Habertürk
    Takipde Kalın!
      Günlük gelişmeleri takip edebilmek için habertürk uygulamasını indirin
        Haberler Yaşam HT Pazar Farklı vizyona sahip şefler

        Bir zamanlar sadece lezzetli yemek yapmak şefler için yeterliydi. Allah vergisi yetenekleri ile bunu en üst düzeyde yapan Alain Ducasse ve Robuchon gibi şefler birer yıldızdı. 21. yüzyılda ise sadece iyi yemek yapmak, ‘süper star şef’ olmak için yeterli olmuyor. Şeflerden beklenti, reçete yazmaktan çok daha ötesine geçti. Şeflerden, dünyadaki değişimin bir tetikleyicisi olmalarını istiyorlar. İnsanoğlunun en temel ihtiyacı olan yemek ve bunu hazırlayanların da sorumluluk almasını bekliyorlar. Bugün, bu değişimi en iyi algılayıp farklı vizyon koyan şeflerden bahsetmek istiyorum. Hiçbirinin hikâyesi aynı değil. Açık konuşmak gerekirse, hiçbiri dünyanın en lezzetli yemeğini pişirmiyor. Artık aşçılık sadece iyi bir aş hazırlamak değil, bu aş ile ilgili baştan sona tüm katmanlar hakkında da bilgi ve sorumluluk sahibi olmaktan geçiyor. HT Pazar'dan Murat Bozok'un haberi...

### İşlenecek liste

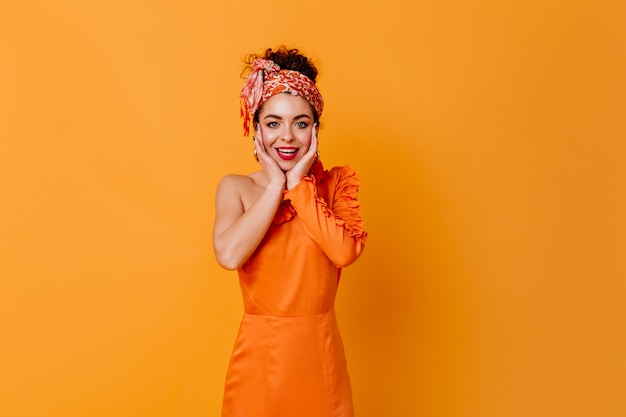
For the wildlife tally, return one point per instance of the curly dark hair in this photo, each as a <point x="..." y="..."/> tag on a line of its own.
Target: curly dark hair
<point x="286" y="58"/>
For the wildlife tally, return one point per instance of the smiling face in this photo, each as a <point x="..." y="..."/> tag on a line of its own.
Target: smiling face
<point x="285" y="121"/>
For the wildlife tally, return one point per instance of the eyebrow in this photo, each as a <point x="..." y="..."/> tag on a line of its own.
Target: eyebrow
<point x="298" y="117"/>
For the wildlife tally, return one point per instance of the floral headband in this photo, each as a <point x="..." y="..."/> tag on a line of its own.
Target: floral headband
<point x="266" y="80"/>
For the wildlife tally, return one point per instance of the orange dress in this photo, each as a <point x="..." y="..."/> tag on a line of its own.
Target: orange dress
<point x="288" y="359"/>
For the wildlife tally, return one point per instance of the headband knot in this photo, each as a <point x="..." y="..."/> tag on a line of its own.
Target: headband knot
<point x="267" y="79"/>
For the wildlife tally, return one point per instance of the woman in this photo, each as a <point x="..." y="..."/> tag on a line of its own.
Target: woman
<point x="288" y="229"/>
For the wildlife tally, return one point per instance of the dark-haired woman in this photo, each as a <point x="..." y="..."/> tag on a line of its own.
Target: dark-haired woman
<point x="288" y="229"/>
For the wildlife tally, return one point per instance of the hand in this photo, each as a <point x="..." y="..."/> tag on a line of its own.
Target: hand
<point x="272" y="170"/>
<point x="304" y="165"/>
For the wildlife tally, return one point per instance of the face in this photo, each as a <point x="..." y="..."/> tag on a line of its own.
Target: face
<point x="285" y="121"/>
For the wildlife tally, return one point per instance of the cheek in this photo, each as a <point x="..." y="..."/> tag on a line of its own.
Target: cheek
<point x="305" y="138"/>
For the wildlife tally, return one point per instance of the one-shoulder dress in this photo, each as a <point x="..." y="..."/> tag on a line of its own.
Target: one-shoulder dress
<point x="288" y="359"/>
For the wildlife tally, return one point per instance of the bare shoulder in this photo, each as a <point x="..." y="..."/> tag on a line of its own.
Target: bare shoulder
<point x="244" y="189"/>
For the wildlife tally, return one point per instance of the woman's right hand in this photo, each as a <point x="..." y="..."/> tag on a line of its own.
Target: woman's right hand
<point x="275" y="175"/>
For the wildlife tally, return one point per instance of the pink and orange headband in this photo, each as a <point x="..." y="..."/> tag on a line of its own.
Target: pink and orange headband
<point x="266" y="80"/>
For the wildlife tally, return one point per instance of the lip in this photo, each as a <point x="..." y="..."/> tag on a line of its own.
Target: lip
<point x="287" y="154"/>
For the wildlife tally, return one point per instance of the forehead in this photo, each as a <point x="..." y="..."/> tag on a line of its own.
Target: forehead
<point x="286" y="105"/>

### Yapılacak işler
1. Şeflerle ilgili metinde "Bir zamanlar sadece lezzetli yemek" diye başlayan paragrafı, ana bilgilerini koruyarak daha kısa biçimde yeniden yazın.
2. Listede "of the bare" ifadesini içeren satırdan listenin sonuna kadar olan kısmı, bu satır da dahil olmak üzere, JSON dize listesine çevirin. Her satır bir dize olsun, boş satırlar atlansın.
Şeflerle ilgili metin ile liste arasında hiçbir bağlantı yok.

### Çözümler
1. Eskiden şefler için lezzetli yemek yapmak yeterliydi. Alain Ducasse ve Robuchon gibi yetenekli şefler bunu en iyi şekilde yaptıkları için birer yıldızdı. 21. yüzyılda ise "süper star şef" olmak için iyi yemek yapmak yetmiyor. Artık şeflerden dünyadaki değişimi tetiklemeleri ve yemek konusunda sorumluluk almaları bekleniyor. Yazar, bu değişimi en iyi kavrayıp farklı bir vizyon ortaya koyan şeflerden söz etmek istiyor. Bu şeflerin her birinin hikâyesi farklı ve hiçbiri dünyanın en lezzetli yemeğini pişirmiyor. Bugün aşçılık, yemeğin baştan sona tüm katmanları hakkında bilgi ve sorumluluk sahibi olmayı da gerektiriyor. Haber, HT Pazar'dan Murat Bozok'a ait.

2.
[
  "For the wildlife tally, return one point per instance of the bare shoulder in this photo, each as a <point x=\"...\" y=\"...\"/> tag on a line of its own.",
  "Target: bare shoulder",
  "<point x=\"244\" y=\"189\"/>",
  "For the wildlife tally, return one point per instance of the woman's right hand in this photo, each as a <point x=\"...\" y=\"...\"/> tag on a line of its own.",
  "Target: woman's right hand",
  "<point x=\"275\" y=\"175\"/>",
  "For the wildlife tally, return one point per instance of the pink and orange headband in this photo, each as a <point x=\"...\" y=\"...\"/> tag on a line of its own.",
  "Target: pink and orange headband",
  "<point x=\"266\" y=\"80\"/>",
  "For the wildlife tally, return one point per instance of the lip in this photo, each as a <point x=\"...\" y=\"...\"/> tag on a line of its own.",
  "Target: lip",
  "<point x=\"287\" y=\"154\"/>",
  "For the wildlife tally, return one point per instance of the forehead in this photo, each as a <point x=\"...\" y=\"...\"/> tag on a line of its own.",
  "Target: forehead",
  "<point x=\"286\" y=\"105\"/>"
]